WHAT TO DO:
Which of the lines below hold "hiker"? Please return each one.

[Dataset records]
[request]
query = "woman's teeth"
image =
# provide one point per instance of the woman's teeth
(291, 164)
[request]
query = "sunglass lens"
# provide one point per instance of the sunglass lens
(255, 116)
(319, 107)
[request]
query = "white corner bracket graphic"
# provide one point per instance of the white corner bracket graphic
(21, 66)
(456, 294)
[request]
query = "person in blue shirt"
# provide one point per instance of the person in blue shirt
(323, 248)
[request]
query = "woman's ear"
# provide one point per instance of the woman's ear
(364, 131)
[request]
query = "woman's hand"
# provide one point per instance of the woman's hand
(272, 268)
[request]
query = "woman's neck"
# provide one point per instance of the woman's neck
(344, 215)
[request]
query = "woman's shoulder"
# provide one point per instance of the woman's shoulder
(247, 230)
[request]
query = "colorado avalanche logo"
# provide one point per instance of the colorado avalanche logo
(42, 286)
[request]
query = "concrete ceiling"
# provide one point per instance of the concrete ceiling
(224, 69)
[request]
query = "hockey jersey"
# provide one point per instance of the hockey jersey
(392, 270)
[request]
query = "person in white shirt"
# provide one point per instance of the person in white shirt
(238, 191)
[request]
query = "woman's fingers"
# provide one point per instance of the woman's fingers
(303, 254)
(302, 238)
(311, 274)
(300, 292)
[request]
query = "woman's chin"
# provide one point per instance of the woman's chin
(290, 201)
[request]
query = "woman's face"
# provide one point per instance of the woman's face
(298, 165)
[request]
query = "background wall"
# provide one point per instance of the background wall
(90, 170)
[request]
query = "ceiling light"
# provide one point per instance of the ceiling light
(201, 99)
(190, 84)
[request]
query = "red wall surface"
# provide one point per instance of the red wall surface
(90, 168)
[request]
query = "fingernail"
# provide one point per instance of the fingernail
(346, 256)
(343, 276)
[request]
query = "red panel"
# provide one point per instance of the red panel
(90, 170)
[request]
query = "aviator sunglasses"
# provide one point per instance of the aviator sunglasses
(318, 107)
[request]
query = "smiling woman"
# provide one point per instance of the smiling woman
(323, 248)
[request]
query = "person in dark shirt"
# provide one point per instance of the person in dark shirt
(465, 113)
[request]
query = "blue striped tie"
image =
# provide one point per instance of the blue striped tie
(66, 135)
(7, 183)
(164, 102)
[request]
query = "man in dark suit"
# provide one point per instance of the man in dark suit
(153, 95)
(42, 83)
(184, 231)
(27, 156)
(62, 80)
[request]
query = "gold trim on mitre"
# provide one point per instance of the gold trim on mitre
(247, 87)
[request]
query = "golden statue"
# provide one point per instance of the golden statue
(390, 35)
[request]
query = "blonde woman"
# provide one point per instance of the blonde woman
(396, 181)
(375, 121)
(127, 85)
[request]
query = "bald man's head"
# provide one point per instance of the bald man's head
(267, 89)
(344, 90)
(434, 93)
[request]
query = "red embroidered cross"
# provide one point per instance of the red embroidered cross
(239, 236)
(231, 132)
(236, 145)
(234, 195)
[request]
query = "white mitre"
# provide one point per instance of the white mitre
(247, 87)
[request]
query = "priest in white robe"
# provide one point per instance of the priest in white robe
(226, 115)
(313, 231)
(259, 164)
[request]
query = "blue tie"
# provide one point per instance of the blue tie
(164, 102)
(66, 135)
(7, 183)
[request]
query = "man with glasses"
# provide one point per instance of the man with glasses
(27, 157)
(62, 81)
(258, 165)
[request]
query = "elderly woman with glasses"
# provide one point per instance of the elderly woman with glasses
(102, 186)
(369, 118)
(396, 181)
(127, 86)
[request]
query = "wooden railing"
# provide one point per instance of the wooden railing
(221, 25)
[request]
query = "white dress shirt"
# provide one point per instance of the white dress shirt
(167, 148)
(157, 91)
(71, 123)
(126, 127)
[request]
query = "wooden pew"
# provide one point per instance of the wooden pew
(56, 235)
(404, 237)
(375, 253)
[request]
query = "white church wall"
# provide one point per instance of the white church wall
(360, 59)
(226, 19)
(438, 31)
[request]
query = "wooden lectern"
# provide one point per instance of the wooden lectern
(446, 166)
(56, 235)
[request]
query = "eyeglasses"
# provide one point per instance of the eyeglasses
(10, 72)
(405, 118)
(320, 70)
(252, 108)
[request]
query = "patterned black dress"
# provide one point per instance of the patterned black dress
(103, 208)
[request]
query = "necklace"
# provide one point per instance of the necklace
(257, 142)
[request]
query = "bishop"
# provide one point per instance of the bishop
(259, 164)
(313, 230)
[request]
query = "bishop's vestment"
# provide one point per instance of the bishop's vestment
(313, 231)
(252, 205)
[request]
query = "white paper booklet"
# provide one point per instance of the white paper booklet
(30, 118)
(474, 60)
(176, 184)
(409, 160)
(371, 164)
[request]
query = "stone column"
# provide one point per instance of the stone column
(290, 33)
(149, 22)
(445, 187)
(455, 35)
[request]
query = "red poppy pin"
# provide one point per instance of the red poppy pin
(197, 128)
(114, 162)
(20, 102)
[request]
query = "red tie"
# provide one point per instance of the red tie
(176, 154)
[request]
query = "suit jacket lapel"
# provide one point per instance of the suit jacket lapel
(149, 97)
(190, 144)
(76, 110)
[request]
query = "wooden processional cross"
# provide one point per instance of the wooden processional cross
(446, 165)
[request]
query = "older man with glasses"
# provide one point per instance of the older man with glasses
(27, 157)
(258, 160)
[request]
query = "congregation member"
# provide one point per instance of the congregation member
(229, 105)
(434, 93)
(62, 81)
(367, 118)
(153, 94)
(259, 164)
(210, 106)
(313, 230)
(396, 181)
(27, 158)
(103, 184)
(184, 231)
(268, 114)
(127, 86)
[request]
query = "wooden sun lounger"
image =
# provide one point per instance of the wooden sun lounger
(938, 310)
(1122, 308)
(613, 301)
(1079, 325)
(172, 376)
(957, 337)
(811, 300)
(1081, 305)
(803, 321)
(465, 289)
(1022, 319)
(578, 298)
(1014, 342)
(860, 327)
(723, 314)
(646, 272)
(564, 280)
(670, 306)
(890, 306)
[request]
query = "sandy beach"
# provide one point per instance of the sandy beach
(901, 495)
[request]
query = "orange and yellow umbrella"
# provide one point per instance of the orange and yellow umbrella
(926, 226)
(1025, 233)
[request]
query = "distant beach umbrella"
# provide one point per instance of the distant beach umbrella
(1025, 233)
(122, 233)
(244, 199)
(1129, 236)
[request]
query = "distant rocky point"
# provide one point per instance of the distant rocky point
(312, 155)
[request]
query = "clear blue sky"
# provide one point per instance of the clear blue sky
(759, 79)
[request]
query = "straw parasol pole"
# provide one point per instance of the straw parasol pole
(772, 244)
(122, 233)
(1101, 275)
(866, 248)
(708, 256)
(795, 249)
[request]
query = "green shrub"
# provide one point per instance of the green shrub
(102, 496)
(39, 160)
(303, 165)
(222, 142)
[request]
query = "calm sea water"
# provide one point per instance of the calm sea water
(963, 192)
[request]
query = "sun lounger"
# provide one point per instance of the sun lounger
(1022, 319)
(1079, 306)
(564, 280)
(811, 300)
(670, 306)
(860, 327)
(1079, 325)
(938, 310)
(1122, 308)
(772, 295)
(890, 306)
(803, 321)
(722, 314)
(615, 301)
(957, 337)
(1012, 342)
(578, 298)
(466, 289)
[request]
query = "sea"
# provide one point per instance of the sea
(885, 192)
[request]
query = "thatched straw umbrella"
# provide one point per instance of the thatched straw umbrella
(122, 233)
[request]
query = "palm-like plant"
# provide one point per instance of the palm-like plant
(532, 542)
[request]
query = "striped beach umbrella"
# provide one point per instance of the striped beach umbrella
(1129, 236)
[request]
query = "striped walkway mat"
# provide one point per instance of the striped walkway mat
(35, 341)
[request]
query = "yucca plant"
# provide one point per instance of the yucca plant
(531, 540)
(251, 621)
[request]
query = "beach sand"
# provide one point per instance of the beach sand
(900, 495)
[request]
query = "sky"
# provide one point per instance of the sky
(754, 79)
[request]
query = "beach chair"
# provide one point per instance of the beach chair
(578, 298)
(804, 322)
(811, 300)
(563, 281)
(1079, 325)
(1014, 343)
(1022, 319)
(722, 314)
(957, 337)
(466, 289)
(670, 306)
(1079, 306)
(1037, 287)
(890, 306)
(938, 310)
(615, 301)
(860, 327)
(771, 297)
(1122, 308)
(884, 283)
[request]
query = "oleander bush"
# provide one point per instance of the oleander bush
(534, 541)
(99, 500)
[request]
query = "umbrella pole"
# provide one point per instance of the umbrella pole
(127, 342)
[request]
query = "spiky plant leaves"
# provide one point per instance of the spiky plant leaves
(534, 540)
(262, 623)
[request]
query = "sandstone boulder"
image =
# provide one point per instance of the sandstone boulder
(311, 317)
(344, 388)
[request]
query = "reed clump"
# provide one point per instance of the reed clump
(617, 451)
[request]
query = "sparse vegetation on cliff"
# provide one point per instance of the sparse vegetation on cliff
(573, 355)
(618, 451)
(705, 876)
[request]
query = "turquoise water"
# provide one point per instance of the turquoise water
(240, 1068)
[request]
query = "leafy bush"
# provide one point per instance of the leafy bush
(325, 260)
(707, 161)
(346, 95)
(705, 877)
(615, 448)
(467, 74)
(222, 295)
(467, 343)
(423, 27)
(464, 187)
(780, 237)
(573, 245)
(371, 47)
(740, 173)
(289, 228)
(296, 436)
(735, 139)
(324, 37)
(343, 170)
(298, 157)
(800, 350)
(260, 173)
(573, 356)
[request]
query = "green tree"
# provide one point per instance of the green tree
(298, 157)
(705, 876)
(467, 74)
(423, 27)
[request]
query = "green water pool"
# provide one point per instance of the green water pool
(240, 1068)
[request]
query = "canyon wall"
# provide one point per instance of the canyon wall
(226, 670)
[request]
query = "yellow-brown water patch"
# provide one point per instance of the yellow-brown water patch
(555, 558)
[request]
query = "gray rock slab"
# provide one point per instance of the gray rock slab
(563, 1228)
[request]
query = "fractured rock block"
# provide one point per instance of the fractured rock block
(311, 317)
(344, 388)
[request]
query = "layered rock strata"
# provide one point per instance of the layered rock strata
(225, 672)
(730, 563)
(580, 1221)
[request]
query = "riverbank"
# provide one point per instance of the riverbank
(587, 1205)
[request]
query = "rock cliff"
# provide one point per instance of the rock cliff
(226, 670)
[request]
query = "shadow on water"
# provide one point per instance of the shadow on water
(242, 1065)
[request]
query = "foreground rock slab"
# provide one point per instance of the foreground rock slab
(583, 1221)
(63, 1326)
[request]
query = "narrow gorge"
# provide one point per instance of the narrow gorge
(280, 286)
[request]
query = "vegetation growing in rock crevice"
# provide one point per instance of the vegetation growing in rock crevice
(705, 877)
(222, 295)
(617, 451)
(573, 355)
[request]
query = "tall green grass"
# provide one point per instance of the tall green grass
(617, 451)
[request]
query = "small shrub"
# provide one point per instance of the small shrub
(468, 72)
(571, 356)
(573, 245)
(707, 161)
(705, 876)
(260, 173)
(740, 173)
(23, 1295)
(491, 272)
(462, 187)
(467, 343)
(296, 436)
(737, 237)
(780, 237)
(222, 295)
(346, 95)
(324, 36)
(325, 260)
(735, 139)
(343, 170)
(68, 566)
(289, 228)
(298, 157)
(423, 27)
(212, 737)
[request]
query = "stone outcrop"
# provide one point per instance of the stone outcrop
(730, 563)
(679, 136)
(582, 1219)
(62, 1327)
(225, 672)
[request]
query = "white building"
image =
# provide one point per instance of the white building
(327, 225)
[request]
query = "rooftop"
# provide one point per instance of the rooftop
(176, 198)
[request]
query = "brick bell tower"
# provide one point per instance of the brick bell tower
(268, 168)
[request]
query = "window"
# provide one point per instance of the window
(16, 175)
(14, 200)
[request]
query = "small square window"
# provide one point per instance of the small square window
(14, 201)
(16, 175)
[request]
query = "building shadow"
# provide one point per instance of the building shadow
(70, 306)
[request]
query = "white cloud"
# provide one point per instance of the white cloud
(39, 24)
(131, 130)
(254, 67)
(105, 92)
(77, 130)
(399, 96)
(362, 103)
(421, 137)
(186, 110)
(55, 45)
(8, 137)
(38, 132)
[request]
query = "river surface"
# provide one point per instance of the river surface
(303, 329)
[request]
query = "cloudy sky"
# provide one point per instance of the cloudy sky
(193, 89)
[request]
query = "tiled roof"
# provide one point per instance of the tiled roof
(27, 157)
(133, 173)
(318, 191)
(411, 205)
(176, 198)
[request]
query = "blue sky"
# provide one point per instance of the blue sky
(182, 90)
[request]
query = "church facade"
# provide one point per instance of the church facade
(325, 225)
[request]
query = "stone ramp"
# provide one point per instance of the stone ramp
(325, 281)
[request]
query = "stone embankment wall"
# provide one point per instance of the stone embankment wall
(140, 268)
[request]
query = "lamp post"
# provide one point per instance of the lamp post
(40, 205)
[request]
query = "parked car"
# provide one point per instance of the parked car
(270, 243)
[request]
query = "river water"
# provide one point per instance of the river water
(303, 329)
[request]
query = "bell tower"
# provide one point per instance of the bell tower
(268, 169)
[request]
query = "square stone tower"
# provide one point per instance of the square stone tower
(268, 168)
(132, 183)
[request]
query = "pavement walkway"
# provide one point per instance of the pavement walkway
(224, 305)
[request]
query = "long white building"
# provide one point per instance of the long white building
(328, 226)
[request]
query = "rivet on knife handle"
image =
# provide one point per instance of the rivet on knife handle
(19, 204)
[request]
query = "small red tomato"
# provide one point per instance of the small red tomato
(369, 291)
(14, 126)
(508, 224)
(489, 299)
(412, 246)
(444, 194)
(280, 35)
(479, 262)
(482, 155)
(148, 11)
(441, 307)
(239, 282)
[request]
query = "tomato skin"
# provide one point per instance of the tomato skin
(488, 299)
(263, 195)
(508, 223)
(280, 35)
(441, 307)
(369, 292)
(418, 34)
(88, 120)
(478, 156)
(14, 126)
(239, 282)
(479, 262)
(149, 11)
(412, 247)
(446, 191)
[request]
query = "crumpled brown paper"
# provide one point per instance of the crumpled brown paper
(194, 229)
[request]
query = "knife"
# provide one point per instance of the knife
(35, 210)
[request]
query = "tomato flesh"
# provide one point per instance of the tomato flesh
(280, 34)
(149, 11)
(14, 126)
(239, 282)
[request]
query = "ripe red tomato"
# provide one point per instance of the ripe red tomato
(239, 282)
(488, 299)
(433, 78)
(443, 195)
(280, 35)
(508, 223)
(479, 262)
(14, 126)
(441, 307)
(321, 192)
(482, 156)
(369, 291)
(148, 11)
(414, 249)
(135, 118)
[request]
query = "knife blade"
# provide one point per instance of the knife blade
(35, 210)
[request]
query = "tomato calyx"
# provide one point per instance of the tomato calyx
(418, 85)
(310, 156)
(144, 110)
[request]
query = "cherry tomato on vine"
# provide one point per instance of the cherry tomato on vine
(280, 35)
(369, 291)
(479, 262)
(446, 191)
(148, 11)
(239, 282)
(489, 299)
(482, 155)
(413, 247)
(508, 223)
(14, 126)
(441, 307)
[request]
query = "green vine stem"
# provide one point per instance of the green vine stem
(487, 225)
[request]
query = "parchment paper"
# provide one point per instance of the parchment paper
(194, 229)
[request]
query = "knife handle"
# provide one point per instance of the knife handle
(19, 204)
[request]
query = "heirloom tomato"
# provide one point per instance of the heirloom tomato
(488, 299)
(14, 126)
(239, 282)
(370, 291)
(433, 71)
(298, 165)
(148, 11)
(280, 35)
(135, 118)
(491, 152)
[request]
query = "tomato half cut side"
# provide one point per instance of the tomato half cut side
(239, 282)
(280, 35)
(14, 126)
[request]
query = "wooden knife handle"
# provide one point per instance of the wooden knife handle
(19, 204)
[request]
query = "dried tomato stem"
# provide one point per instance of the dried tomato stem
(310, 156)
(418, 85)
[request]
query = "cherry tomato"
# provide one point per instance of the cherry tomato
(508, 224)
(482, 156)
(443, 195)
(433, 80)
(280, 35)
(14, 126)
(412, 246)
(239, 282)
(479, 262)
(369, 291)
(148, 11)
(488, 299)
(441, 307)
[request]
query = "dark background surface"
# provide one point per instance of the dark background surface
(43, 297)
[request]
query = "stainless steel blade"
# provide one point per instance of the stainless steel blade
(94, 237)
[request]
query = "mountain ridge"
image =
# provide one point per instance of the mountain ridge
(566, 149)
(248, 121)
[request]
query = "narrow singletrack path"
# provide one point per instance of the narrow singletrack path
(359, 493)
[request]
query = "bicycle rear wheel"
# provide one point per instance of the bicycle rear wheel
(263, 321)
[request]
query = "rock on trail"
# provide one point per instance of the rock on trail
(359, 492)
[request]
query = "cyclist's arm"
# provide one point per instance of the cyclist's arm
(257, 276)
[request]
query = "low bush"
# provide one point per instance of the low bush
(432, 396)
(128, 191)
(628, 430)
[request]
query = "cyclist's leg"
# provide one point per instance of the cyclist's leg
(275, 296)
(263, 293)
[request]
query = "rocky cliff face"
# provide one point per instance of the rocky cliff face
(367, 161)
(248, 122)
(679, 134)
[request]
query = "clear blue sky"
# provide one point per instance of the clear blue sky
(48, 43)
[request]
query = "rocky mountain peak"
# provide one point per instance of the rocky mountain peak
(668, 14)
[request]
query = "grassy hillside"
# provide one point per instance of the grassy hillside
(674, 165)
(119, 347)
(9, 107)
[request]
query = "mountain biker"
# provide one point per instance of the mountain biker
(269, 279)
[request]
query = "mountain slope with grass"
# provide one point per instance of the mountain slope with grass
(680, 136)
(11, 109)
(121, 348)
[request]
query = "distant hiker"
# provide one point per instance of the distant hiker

TASK RESULT:
query = "distant hiker"
# provide one point per instance of the distant hiker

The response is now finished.